[EXCERPT PROVIDED]
◇ ◇ ◇ ◇ ◇ ◇ ◇
# Pompano? Pompa-YES!



## pompanostradamus (Oct 17, 2007)

Wow, it's been a while since I've posted. I've been reading posts daily but haven't had much to contribute until today. Let me start with an apology. To all the spiders and other various insects that have been living in my fishing gear, I'm sorry. I gave you no notice that after several months of peaceful habitation I would drag you all out of my garage, into the back of my truck and to the beach. Now that that's out of the way, let me reflect on the day. I left work around 10am and decided to load up and head to the beach. I got to the Gulf State Park beach area around 11 and lines in the water shortly thereafter. I started off with pink Fish Bites and clams. I knew this was not the best offering so after I got all four rods set up, I went to work with the sandflea rake. What a thankless effort. I got about 1 flea for every 50 pulls. After an hour of raking, I had enough fleas to rebait with the right stuff. After reloading, I got a visit from the Man. Just my luck, while the park ranger is inspecting my license, I get a strike. It doesn't look like a pomp but it is something. By the time I get there, it's gone. So I bait up and cast out hoping for another opportunity. Sure enough, tap tap tap. I grab and set the hook but nothing. So, bait up cast back out. This time I hold it and tap tap again but nothing there when I set the hook. I'm thinking maybe a sheepie teasing me and I'm an easy mark. So another hour goes by and nothing but tourists and disappointment. Then, around 1pm, action. Number 4 rod goes down hard and I'm sprinting. I'm reeling and feeling good about this strike. I'm walking down the beach and get eyes on it and it's a blue fish. Then number 3 goes off and I'm running again. Catfish. So here we go again with the baiting and the casting and the waiting. Then, hard strike, the number 2 rod, the 12 ft Ugly Stick, tip is bowed, I'm running. Little drag scream and finally pompano #1 on the beach. Catch my breath, set back up and bam rod #3 bouncing, pomp #2. I'm super stoked with 2 fish and wondering if I should head home or try for the limit. In a few minutes, rod #1 answers my question and bends over with pomp #3. Well, that's a wrap and I head home. Now, I'm waiting on oil to heat up and posting instead of just reading. Thanks for indulging my rambling. Tight lines everybody.
◇ ◇ ◇ ◇ ◇ ◇ ◇
[EXERCISE TASK A]
Using the pompano fishing post, decide whether each statement agrees with it, answering yes or no and quoting the words that settle it: (i) The poster reached the Gulf State Park beach area around 11. (ii) The first fish the poster reeled in and saw was a catfish. (iii) Raking produced roughly one sandflea for every 50 pulls.
[EXERCISE TASK B]
List every bait the poster used on the hooks according to the pompano fishing post.
The lines after this post come from a separate source.

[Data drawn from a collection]
◇ ◇ ◇ ◇ ◇ ◇ ◇
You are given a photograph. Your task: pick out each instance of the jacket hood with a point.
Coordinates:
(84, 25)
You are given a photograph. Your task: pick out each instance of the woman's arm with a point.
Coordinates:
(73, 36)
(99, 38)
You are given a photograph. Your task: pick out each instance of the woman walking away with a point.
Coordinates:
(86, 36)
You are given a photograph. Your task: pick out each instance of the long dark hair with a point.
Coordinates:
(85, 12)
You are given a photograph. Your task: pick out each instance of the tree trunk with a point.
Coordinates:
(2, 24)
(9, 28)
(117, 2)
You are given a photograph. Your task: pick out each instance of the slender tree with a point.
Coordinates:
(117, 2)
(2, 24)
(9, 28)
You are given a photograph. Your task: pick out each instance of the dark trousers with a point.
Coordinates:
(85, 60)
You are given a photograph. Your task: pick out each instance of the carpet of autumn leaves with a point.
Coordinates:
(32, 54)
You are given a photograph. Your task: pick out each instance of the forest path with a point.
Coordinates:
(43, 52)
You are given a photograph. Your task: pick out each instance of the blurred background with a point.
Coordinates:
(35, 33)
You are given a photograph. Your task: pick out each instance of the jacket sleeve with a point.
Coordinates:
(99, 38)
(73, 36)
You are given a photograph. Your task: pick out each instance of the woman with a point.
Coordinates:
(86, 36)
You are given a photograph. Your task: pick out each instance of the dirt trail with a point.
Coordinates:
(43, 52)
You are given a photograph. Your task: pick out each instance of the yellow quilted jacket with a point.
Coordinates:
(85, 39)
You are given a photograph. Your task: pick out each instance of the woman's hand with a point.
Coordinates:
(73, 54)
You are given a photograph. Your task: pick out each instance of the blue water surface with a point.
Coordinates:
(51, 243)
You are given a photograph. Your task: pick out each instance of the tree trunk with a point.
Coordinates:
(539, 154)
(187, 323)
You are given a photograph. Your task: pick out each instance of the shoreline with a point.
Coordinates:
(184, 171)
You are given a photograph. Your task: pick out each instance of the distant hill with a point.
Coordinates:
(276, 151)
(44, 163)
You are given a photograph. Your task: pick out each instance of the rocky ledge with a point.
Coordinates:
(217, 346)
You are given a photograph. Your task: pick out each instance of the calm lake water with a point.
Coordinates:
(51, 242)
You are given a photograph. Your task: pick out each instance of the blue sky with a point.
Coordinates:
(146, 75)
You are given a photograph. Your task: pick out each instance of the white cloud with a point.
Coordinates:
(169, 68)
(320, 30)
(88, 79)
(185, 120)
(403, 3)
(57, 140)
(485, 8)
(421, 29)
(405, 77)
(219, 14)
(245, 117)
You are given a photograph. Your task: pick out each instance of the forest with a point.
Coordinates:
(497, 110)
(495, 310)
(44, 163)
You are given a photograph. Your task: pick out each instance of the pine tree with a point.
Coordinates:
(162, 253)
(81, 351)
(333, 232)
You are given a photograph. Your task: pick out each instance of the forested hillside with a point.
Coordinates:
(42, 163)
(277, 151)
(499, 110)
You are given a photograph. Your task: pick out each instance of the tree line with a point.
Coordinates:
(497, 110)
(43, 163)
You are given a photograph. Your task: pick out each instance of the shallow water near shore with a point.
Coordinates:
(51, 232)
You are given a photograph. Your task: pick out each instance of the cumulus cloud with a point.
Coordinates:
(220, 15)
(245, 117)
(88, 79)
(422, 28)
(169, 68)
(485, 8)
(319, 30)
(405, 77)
◇ ◇ ◇ ◇ ◇ ◇ ◇
[PROBLEM SOLUTION A]
(i) Yes: "I got to the Gulf State Park beach area around 11"
(ii) No: "I'm walking down the beach and get eyes on it and it's a blue fish."
(iii) Yes: "I got about 1 flea for every 50 pulls."

[PROBLEM SOLUTION B]
pink Fish Bites, clams, sandfleas